En s’appuyant sur l’examen méticuleux des données épidémiologiques et toxicologiques publiées sur plus d’un millier de produits chimiques, le Centre international de recherche sur le cancer (Circ), dépendant de l’OMS, a révélé qu’au moins 120 d’entre eux sont la cause directe de cancers. Plus inquiétant encore, « l’exposition dans les 1 000 premiers jours d’une vie est particulièrement dangereuse », martèle Philip Landrigan.
Pourtant, « la plupart de ces substances cancérigènes sont encore autorisées dans le commerce », dénonce le scientifique étasunien qui plaide en faveur d’un changement de paradigme pour lutter contre ce qu’il qualifie de véritable « crise chimique ». En d’autres termes, il existerait des milliers de produits chimiques manufacturés auxquels les enfants sont exposés chaque jour et qui n’ont encore jamais fait l’objet de test de toxicité. « Nous volons sans radar », résume-t-il dans une formule lapidaire.

• • • • • • •

__Consignes__
Prolongez le texte sur les substances chimiques cancérigènes à partir de sa dernière phrase. Les lignes qui suivent n'ont aucun lien avec le texte.

• • • • • • •

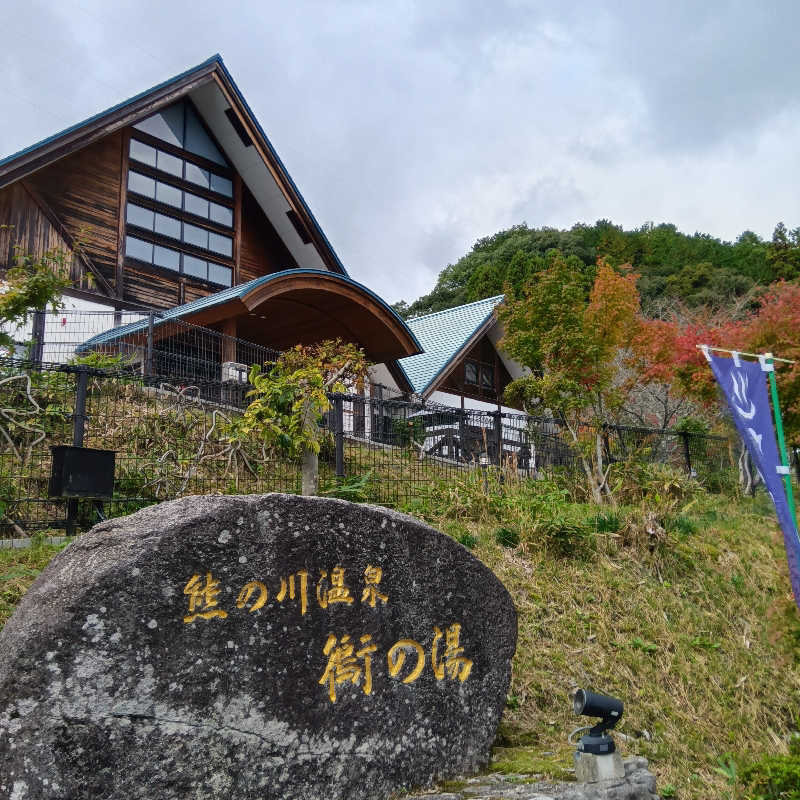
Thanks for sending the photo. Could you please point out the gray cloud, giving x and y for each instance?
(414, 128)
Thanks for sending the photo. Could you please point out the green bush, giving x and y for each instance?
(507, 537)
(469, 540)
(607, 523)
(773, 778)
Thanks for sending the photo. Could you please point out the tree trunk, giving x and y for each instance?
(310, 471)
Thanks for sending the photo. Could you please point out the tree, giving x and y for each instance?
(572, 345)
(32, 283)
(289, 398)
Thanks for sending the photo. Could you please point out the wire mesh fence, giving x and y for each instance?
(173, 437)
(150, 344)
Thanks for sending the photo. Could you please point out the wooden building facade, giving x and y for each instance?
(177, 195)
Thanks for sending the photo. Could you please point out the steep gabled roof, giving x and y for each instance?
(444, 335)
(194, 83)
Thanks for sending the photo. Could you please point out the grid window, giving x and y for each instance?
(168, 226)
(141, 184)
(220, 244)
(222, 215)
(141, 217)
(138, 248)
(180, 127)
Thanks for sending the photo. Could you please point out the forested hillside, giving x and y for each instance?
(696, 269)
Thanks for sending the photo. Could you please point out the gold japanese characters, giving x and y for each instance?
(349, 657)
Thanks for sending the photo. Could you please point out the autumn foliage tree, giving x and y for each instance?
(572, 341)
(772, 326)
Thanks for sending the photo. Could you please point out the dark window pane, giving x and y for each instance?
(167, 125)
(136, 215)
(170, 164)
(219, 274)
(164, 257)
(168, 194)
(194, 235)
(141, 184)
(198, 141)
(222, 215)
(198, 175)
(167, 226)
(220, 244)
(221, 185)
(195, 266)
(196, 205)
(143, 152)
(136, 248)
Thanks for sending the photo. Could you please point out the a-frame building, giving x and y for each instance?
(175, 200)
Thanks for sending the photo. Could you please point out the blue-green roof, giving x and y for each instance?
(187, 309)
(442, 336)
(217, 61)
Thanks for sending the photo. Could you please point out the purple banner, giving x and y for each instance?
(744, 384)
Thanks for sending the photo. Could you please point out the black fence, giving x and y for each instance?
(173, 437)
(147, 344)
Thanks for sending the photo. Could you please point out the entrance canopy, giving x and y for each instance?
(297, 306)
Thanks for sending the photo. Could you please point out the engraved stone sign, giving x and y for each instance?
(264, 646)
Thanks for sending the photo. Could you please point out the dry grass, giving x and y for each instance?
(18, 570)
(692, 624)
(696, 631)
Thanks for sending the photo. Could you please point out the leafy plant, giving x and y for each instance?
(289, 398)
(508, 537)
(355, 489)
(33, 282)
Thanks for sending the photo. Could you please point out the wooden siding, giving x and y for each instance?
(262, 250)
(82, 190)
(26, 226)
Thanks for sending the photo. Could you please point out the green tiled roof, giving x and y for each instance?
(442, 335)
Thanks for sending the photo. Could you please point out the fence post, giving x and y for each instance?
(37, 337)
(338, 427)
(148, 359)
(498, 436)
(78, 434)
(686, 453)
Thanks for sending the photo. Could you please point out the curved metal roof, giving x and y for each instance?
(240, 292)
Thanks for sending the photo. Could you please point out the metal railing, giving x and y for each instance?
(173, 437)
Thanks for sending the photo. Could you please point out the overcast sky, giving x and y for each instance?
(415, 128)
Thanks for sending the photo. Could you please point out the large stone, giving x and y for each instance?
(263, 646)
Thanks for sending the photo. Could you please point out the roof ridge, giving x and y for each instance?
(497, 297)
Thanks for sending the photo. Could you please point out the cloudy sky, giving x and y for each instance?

• • • • • • •

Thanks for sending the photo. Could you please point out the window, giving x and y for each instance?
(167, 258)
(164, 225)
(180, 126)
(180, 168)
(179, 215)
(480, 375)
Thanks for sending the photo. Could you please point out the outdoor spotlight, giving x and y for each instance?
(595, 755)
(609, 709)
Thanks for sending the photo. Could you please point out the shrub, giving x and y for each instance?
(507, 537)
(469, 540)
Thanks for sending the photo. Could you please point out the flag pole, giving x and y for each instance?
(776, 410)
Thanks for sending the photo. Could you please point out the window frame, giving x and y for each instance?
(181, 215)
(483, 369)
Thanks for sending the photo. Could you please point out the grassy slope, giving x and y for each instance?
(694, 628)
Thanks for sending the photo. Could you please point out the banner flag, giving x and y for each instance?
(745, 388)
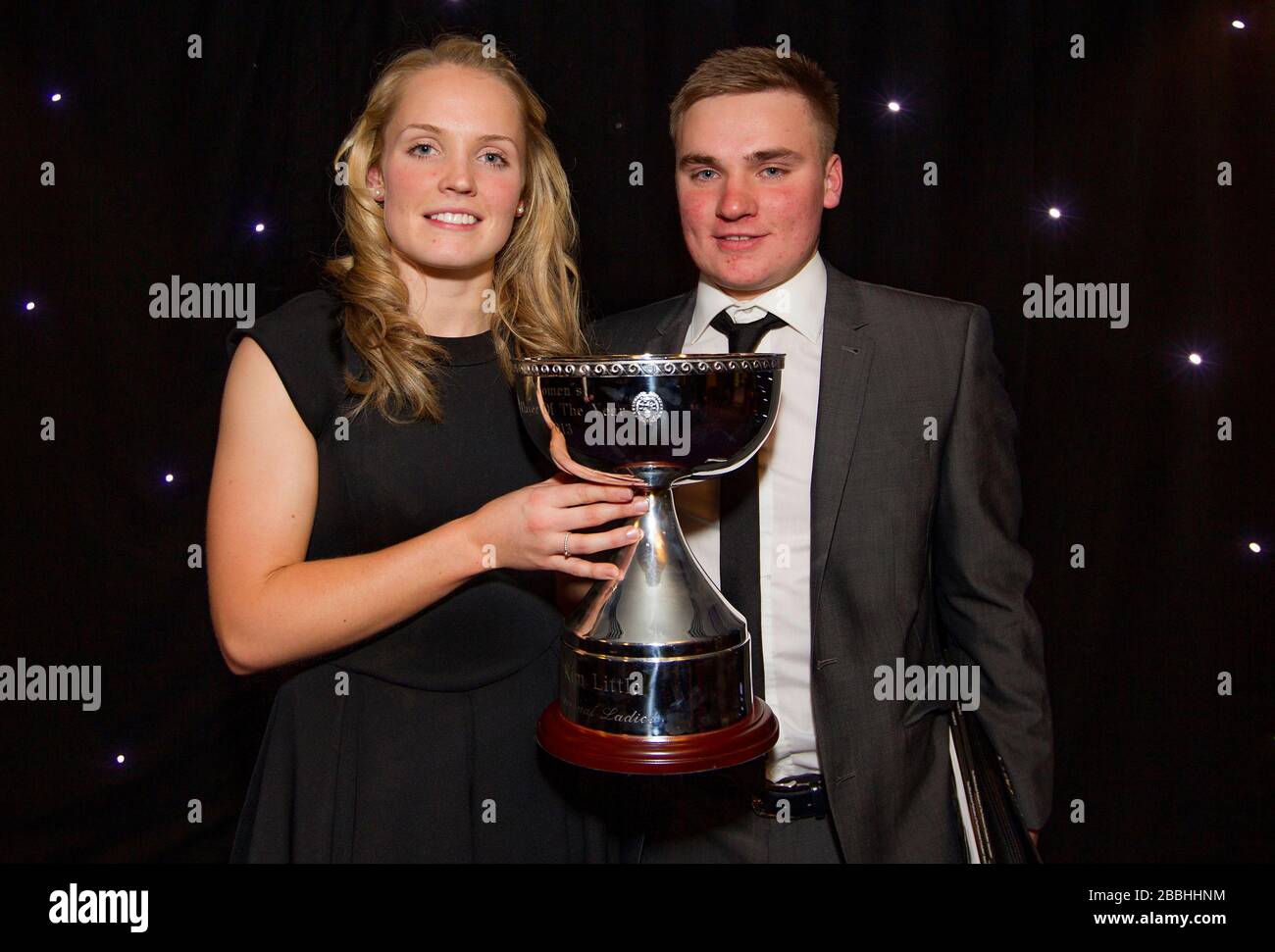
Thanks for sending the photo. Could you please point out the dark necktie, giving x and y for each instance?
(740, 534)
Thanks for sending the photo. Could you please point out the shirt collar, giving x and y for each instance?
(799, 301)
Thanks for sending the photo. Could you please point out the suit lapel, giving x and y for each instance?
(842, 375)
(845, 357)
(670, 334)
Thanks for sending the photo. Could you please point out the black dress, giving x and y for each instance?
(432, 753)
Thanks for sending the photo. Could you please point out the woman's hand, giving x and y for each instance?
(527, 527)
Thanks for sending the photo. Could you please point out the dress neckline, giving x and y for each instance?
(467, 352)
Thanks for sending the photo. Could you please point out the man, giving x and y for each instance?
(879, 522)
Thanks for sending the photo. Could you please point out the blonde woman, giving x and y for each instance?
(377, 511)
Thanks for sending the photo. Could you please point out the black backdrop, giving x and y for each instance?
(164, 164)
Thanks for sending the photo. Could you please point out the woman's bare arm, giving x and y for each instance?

• • • • • • •

__Voici le résultat__
« Peu ou pas d’évaluation de leurs dangers potentiels »
Auprès de Reporterre, André Cicolella, président de l’association Réseau Environnement Santé, abonde dans le même sens : « Cette étude vient, une fois de plus, certifier ce que l’on sait déjà. Mais la négation du lien entre l’évolution du nombre de cancers et l’environnement reste paradoxale. » Alors que ce lien ne cesse d’être démontré, il estime que ni le gouvernement ni la recherche ne s’y penche suffisamment.
Pour cet ingénieur chimiste et toxicologue, séparer l’analyse des cancers pédiatriques de ceux de l’adulte qui « augmentent respectivement de 1 % par an » représente une profonde « aberration ». « Cette maladie n’est pas uniquement une mutation du fait de l’âge. Elle est le résultat de dix mécanismes qui interagissent entre eux dans lesquels on trouve des substances chimiques, des perturbateurs endocriniens... D’après plusieurs études scientifiques, certains cancers comme celui du sein ou de la prostate démarrent dès la grossesse, et donc comprendre l’évolution des cancers chez les enfants permettra de mieux comprendre celle des adultes », détaille-t-il.
« Il est urgent de casser cette omerta sur les causes environnementales du cancer. »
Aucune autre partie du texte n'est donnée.